__Page extract__:
****************************************

Respect for Nature and harmony with the seasons
Shaped by volcanic eruptions and forces of nature, nearly 70 percent of Japan is made up of majestic mountains and stunning peaks. Nature has been featured in countless stories and artwork as powerful symbols of enchantment and mystery since ancient times, and the influence of Nature on daily life and culture has been enormous particularly in Japan, where its people have viewed Nature's forces with reverence and awe for thousands of years.
Tall cedar trees lining the walkway to Tokagushi’s inner shrines. (Image credit: JR East / Carissa Loh)
Living on an island subject to constant volcanic and seismic activity, Japan’s ancient dwellers practiced mountain worship (山岳信仰 sangaku shinkō), a faith worshipping mountains as being sacred. Mountain worship eventually evolved into the religion of Shintō (神道), which means "The way of the Gods", where it is believed that all things, especially natural elements like mountains, rivers, and forests, have a deity (神 kami) residing within.
On one hand, Nature was feared as it frequently brought about devastating disasters like earthquakes, typhoons and bitterly cold winters; but on the other hand it was venerated for being the source of everything essential for life: water, food and shelter. Due to these Shintō beliefs, Japanese people hold a great respect and deep admiration for Nature.
A temple at Yamadera (Image credit: 山形県庁)
In particular, mountains were considered especially sacred, with numerous mountains having dedicated shrines or temples on their peaks. For hundreds of years, believers have been embarking on religious pilgrimages in droves as a way of expressing their thanks or for seeking salvation. Soaring mountains were seen as a world away, shrouded in clouds and rising up into the heavens. They were also revered for being the source of life-giving streams and rivers that provided water for survival.
Nowadays however, mountain-climbing culture has really seen a boom, with many Japanese people enjoy hiking and leisurely climbs as a way to appreciate and enjoy nature.
Rice fields in Niigata, a prefecture most famous for quality rice and rice products. (Image credit: 公益社団法人 新潟県観光協会)
The significance of Nature in Japan is unrivalled, with people turning to Nature for guidance through the seasons, and nature’s importance forming the basis for a majority of the festivals (祭り matsuri) which take place throughout the year. All year round, Japan is blessed with rich products of nature – from crops and fish for consumption, to wood and rocks for building materials. It should come as no surprise that the mind set to worship and respect Nature has been around for a long time, with festivals being held to wish for bountiful harvests and good catches.
Geibikei Gorge in the four different seasons. Clockwise from top left: winter, spring, autumn, summer. (Image credit: Geibi Kanko Center)
Shun (旬), the concept of enjoying food and experiences at the peak of their seasons, plays a huge part in everyday life in Japan. Due to its geographic location, Japan experiences four distinct seasons. Many other countries also have four seasons, but in Japan they are distinguished in such a unique way that is hardly seen in other parts of the world, with many seasonal customs and traditions specific to that time of the year.

****************************************

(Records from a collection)

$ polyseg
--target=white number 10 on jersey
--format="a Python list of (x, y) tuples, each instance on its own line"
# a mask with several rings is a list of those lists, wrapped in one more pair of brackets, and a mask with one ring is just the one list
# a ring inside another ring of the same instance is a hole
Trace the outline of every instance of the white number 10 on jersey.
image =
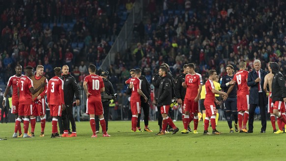
[(92, 79), (92, 90), (99, 90), (99, 80)]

****************************************

__Brief__:
Continue the page on Japan's respect for nature and the seasons, starting right after its last sentence.

__Response to this exercise__:
Spring: appreciating the fleeting beauty of Japan’s beloved cherry blossoms
One such example is hanami (花見 flower-viewing) during the cherry blossom (桜 sakura) season. Cherry blossom trees can be found all around the world, but Japan is especially known for them, with cherry blossoms being one of Japan's most iconic symbols.
Cherry blossoms in full bloom. (Image credit: JR East / Carissa Loh)
The lifespan of cherry blossoms is often used in works of literature as metaphors: blooming in a fleeting moment of beauty, followed by a quick death as they fall off a few days after. The association of Japan with the cherry blossom is this symbolism of and appreciation for its transient beauty, rather than just the presence of the cherry blossoms.
Eastern Japan has plenty of wonderful cherry blossom viewing spots which can be enjoyed over an extended period from early April to early May, due to the region spanning a long distance from north to south.
Clockwise from top left: Kitakami Tenshochi Park, Hirosaki Castle Park, Takada Castle Park, Hitome Senbonzakura. Image credits: 岩手県観光協会, Hirosaki City/JNTO, 公益社団法人 新潟県観光協会, U-media)
Kitakami Tenshochi Park (北上展勝地公園 Kitakami tenshochi kōen) in Iwate Prefecture is known for its two-kilometre cherry blossom tunnel and horse wagon rides.
Takada Castle Park (高田城公園 Takadajō kōen) in Niigata Prefecture boasts a fantastic night time illumination, and is one of the top three places in Japan for enjoying cherry blossoms at night.
At Hitome Senbonzakura (一目千本桜) in Miyagi Prefecture, thousands of cherry blossoms line the banks of the Shiroishi River, and its view with Mount Zao in the background is second to none.
Top: Hirosaki Castle Park’s Western Moat during the day and at night. Bottom: View of Hirosaki Castle with the cherry blossoms and Mount Iwaki, and the cherry blossom carpet. (Image credits: JR East / Carissa Loh (top), Hirosaki City / JNTO (bottom).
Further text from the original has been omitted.